Non è sfuggito a nessuno che oggi, durante l’informativa di Conte al Senato, il premier è stato di fatto messo all’angolo non solo dai soliti Salvini e Meloni, ma soprattutto dall’alleato Renzi. Il leader di Italia Viva infatti è tornato ai giochi di palazzo che Nicola Fratoianni, qualche giorno fa, ha definito ‘insopportabili’ e nel suo discorso di oggi, sebbene Conte minimizzi, c’era un ultimatum chiaro ed evidente: o si fa così – cioè come diciamo noi – oppure quella è la porta.
Riaprire, riaprire, riaprire. Questo il motto della politica che ha Confindustria che gli alita sul collo. Riaprire nonostante i numeri del contagio raccontino una storia diversa, una pandemia che non è affatto finita ma che, anzi, è in pieno svolgimento. Il rallentamento tanto sperato, inutile nasconderlo, non c’è stato, o meglio non è andato così velocemente come si sperava. E l’unico motivo per cui il 4 maggio vedremo un allentamento delle misure di lockdown è esclusivamente perché un ulteriore prolungamento decreterebbe la nostra rovina.
Intendiamoci, quello di maggio non è un buon decreto: manca molto, al di là della polemica sui congiunti. Manca soprattutto un piano per una convivenza con il virus, una robusta e decisa azione in più campi quali infanzia, istruzione, cultura, attività di ristorazione. I pannelli in plexiglass sembrano al momento l’unica misura che sembra verrà adottata per tornare nei ristoranti, e di certo non può essere sufficiente. Stiamo navigando verso la più grave crisi economica dal dopoguerra, e ci aspettano tempi bui, inutile nasconderlo. La prudenza di Conte può essere giudicata eccessiva, ma è giustificata dalla paura che scoppi un nuovo focolaio, dato che miracolosamente abbiamo scampato quello nel Sud, che pure era atteso. Ma la prudenza non può paralizzare il Paese: riaprire si deve, questo lo sappiamo tutti, e serve un piano deciso.
______________________________
Esercizi proposti:
A. Nel testo su Conte e le riaperture, chi ha definito "insopportabili" i giochi di palazzo?
B. Le seguenti affermazioni concordano con il testo su Conte e le riaperture? Per ciascuna rispondi sì o no e riporta le parole del testo che lo stabiliscono.
(i) I pannelli in plexiglass bastano per tornare nei ristoranti.
(ii) Il focolaio atteso nel Sud non c'è stato.
(iii) L'allentamento del 4 maggio è dovuto al calo dei contagi.
C. Prosegui il testo su Conte e le riaperture dopo la sua ultima frase.

Materiale fornito:
______________________________
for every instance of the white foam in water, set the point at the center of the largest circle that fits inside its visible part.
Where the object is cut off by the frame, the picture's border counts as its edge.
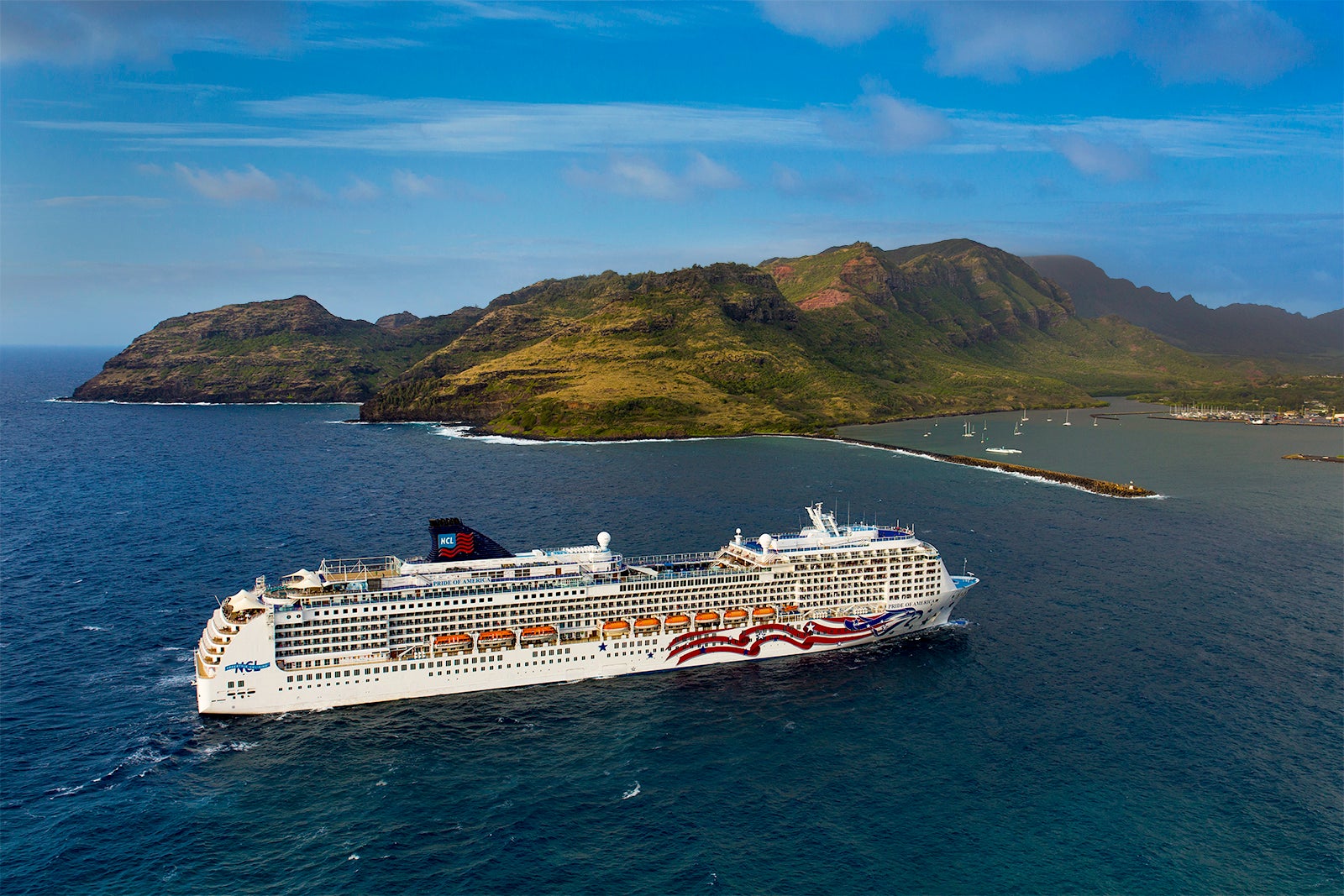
(234, 746)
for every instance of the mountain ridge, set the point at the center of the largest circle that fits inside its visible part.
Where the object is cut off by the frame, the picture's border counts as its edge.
(1238, 329)
(855, 333)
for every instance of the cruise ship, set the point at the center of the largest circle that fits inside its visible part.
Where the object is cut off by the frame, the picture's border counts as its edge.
(474, 616)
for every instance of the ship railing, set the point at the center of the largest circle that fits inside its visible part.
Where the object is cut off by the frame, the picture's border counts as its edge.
(354, 569)
(655, 559)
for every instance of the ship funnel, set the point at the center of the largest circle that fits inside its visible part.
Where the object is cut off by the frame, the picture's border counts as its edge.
(450, 539)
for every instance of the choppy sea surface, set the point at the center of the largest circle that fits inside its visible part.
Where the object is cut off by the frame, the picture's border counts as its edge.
(1147, 698)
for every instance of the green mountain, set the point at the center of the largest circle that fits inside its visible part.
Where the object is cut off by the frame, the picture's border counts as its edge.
(289, 349)
(851, 335)
(793, 345)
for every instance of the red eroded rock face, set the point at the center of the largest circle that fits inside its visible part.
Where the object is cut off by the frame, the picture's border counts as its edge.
(828, 297)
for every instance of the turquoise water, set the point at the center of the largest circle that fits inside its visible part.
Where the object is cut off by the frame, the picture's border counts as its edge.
(1147, 698)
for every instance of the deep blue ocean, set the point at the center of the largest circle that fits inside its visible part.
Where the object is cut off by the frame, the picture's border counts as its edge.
(1147, 699)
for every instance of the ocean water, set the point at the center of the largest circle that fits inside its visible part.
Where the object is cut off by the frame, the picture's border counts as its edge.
(1147, 698)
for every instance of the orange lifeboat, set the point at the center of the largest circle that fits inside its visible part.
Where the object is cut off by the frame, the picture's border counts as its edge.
(676, 622)
(452, 641)
(496, 638)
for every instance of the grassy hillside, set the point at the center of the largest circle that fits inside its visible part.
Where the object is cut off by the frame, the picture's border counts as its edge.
(289, 349)
(795, 345)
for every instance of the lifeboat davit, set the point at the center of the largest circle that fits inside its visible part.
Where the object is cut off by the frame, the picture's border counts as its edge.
(452, 641)
(496, 638)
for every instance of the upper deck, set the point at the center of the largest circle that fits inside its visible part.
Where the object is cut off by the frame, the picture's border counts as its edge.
(358, 579)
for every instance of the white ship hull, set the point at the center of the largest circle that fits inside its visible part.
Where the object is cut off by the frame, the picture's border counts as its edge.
(433, 631)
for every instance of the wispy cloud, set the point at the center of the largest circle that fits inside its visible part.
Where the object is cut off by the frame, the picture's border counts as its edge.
(360, 191)
(248, 184)
(412, 186)
(877, 121)
(643, 177)
(894, 123)
(833, 24)
(80, 34)
(1110, 160)
(1242, 43)
(228, 186)
(147, 202)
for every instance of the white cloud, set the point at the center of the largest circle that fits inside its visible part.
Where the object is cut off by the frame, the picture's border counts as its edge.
(1097, 157)
(642, 177)
(360, 191)
(709, 174)
(250, 183)
(900, 125)
(150, 202)
(996, 40)
(627, 176)
(230, 186)
(830, 22)
(412, 186)
(1240, 43)
(875, 121)
(77, 34)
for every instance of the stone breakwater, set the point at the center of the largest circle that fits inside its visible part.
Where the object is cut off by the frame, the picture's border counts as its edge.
(1100, 486)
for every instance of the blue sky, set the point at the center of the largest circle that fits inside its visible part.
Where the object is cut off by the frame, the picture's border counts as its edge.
(159, 159)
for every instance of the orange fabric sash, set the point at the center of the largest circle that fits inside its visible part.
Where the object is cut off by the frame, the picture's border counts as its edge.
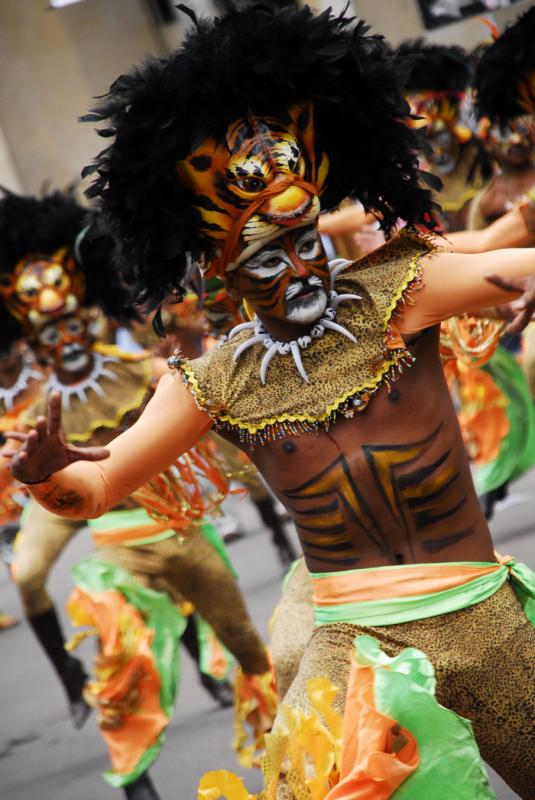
(384, 583)
(377, 754)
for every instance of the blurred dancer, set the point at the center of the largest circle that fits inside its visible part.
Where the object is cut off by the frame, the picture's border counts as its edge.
(438, 80)
(265, 113)
(504, 448)
(137, 566)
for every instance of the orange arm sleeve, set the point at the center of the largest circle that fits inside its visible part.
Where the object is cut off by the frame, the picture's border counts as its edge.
(454, 283)
(169, 426)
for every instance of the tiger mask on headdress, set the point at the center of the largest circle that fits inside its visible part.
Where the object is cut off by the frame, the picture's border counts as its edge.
(265, 176)
(41, 288)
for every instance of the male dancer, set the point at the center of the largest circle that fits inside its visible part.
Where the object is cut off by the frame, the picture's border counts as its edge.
(373, 474)
(506, 107)
(102, 391)
(437, 84)
(20, 380)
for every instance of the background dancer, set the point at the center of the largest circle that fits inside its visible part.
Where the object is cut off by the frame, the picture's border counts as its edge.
(374, 475)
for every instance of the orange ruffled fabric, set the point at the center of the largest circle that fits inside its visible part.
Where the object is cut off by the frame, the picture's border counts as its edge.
(255, 706)
(377, 754)
(126, 692)
(364, 756)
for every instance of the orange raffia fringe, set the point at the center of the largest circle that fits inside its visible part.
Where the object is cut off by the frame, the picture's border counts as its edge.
(299, 743)
(192, 488)
(126, 692)
(255, 706)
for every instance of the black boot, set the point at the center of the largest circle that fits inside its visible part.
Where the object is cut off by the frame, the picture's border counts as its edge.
(270, 518)
(489, 499)
(221, 691)
(70, 670)
(141, 789)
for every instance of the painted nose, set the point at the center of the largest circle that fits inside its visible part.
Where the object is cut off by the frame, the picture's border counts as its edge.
(50, 300)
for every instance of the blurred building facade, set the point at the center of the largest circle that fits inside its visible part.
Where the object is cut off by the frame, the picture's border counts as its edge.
(53, 62)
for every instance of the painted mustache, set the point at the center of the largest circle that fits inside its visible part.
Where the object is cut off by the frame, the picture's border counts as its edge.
(298, 287)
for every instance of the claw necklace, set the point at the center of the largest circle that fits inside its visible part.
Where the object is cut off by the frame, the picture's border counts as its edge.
(275, 347)
(9, 395)
(81, 388)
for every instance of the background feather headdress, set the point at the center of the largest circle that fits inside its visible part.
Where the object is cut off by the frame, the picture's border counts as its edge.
(505, 75)
(433, 67)
(31, 226)
(259, 60)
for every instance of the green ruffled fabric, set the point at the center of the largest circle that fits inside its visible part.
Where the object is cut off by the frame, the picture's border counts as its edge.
(397, 610)
(450, 764)
(168, 624)
(204, 634)
(517, 449)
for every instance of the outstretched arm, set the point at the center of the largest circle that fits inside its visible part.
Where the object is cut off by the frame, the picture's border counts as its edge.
(92, 480)
(455, 283)
(514, 229)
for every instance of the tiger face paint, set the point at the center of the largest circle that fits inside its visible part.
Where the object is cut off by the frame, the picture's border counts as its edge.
(441, 112)
(512, 144)
(265, 176)
(288, 279)
(41, 288)
(65, 344)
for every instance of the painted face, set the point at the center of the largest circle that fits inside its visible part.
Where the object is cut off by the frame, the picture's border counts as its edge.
(512, 144)
(288, 279)
(267, 175)
(65, 344)
(42, 288)
(441, 113)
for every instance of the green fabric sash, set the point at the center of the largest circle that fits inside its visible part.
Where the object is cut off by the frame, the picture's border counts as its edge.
(517, 449)
(449, 760)
(168, 624)
(137, 517)
(128, 518)
(397, 610)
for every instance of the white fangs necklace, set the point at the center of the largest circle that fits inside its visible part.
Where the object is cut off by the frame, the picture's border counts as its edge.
(324, 324)
(81, 388)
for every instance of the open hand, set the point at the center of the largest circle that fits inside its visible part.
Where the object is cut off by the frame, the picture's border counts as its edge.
(522, 311)
(45, 450)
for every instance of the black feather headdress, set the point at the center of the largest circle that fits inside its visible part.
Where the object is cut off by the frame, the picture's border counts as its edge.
(502, 80)
(433, 67)
(31, 226)
(261, 61)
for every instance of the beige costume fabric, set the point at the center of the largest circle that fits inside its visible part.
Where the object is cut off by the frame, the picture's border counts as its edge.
(467, 650)
(291, 627)
(40, 542)
(195, 572)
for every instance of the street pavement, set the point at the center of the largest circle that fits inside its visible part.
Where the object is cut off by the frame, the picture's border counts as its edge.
(43, 758)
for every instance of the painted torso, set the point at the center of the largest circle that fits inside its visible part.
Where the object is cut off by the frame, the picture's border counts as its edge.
(384, 482)
(389, 486)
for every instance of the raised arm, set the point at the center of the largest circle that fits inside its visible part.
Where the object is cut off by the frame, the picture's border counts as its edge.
(514, 229)
(169, 426)
(455, 283)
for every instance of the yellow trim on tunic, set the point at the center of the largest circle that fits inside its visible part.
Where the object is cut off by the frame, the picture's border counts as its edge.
(220, 385)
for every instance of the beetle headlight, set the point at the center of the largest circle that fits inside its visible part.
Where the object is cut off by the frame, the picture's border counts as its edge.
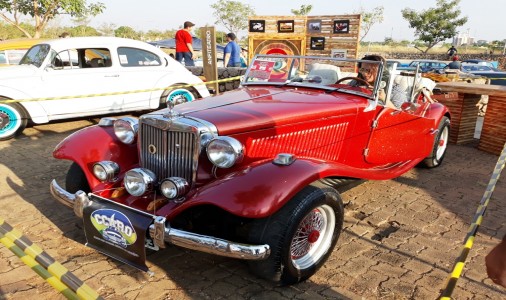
(106, 170)
(174, 187)
(139, 181)
(225, 151)
(126, 129)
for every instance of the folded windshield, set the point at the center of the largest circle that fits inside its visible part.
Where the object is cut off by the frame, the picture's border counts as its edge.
(36, 55)
(363, 77)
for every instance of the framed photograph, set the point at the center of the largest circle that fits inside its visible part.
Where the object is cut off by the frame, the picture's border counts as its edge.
(317, 43)
(285, 26)
(314, 26)
(339, 53)
(256, 25)
(341, 26)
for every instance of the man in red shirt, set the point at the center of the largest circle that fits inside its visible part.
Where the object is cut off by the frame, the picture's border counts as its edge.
(184, 49)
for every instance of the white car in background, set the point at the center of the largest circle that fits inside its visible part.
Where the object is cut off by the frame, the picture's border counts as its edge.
(134, 75)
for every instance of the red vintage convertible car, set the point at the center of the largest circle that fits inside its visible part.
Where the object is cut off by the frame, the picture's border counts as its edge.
(252, 173)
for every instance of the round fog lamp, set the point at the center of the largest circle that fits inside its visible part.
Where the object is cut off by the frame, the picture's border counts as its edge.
(174, 187)
(224, 151)
(126, 129)
(106, 170)
(139, 181)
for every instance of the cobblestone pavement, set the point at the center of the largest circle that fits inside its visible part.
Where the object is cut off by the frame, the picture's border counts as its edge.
(400, 240)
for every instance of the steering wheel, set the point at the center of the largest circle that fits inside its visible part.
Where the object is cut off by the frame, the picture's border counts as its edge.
(354, 78)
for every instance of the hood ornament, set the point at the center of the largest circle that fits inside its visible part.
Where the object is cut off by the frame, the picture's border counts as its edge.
(171, 113)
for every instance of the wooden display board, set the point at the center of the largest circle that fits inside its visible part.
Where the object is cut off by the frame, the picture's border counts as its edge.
(336, 35)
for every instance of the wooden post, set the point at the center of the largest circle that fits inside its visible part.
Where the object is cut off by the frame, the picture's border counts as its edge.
(209, 56)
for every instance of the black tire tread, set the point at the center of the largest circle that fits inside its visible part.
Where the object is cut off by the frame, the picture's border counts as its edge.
(76, 180)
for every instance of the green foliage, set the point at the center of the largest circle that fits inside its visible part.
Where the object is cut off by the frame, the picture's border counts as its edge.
(303, 11)
(43, 11)
(83, 30)
(233, 15)
(435, 25)
(126, 32)
(369, 18)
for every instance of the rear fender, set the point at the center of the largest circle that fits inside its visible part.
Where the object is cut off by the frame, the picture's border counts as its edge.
(257, 191)
(437, 112)
(95, 143)
(35, 111)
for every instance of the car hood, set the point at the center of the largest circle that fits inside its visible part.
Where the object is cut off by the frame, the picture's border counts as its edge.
(11, 72)
(249, 109)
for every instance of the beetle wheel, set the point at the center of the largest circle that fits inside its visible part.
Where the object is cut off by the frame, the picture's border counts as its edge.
(301, 235)
(178, 96)
(13, 120)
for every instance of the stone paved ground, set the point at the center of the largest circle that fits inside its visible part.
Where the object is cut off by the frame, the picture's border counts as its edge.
(400, 240)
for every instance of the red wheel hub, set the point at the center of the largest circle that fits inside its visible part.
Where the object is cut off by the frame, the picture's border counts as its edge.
(313, 236)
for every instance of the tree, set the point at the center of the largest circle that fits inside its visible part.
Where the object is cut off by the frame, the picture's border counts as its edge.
(233, 15)
(435, 25)
(126, 32)
(369, 18)
(303, 11)
(43, 11)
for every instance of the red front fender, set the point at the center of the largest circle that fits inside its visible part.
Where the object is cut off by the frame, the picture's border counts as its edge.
(95, 143)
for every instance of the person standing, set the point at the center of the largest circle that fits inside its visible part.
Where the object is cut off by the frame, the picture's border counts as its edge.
______________________________
Soluzioni degli esercizi:
A. Nicola Fratoianni.

B.
(i) No: "di certo non può essere sufficiente".
(ii) Sì: "miracolosamente abbiamo scampato quello nel Sud, che pure era atteso".
(iii) No: "è esclusivamente perché un ulteriore prolungamento decreterebbe la nostra rovina".

C.
Più o meno, questo è il senso del discorso di Matteo Renzi: “Gli italiani per l’emergenza sanitaria sono in uno stato che ricorda gli arresti domiciliari. Non ne usciamo con un paternalismo populista o una visione priva di politica. Nessuno le ha chiesto di riaprire tutto, abbiamo chiesto riaperture con gradualità e proporzionalità”. E fin qui, nulla da obiettare. Ma è quando alla ragione subentra la politica che si comincia a dubitare della genuinità della preoccupazione di Renzi per gli italiani: “Non abbiamo negato i pieni poteri a Salvini per darli ad altri. È un fatto costituzionale che dobbiamo difendere insieme”, ha continuato il senatore. “Se sceglierà la strada del populismo non avrà al suo fianco Italia Viva”.
Il riferimento a Salvini è chiaro, tanto che persino Ignazio La Russa di FdI lo ha capito: “Caro Presidente Conte, dopo l’intervento di Renzi le comunico che non ha più una maggioranza. Il leader di Italia Viva le ha detto, come io ti ho creato, io ti distruggo”. E non gli si può dar torto.
Ma il rischio di una politica da ultimatum è che si vengano a creare convergenze prima inimmaginabili. Tipo quella che unisce Renzi a Salvini, che in Aula (senza fare nomi) ha detto che “qualcuno, in maggioranza, ha detto cose sensate”. Difficile non capire chi.
“Quando è intervenuto in aula Matteo Renzi, applaudivano con entusiasmo i senatori della Lega Nord, di Fdi, di Forza Italia. Un caso? Adesso è intervenuto Matteo Salvini. L’altro Matteo è stato oggetto di un apprezzamento neanche tanto velato. Loro sì che sono veri ‘congiunti'”. Così scrive su Facebook il senatore del M5S Nicola Morra, presidente della Commissione Antimafia.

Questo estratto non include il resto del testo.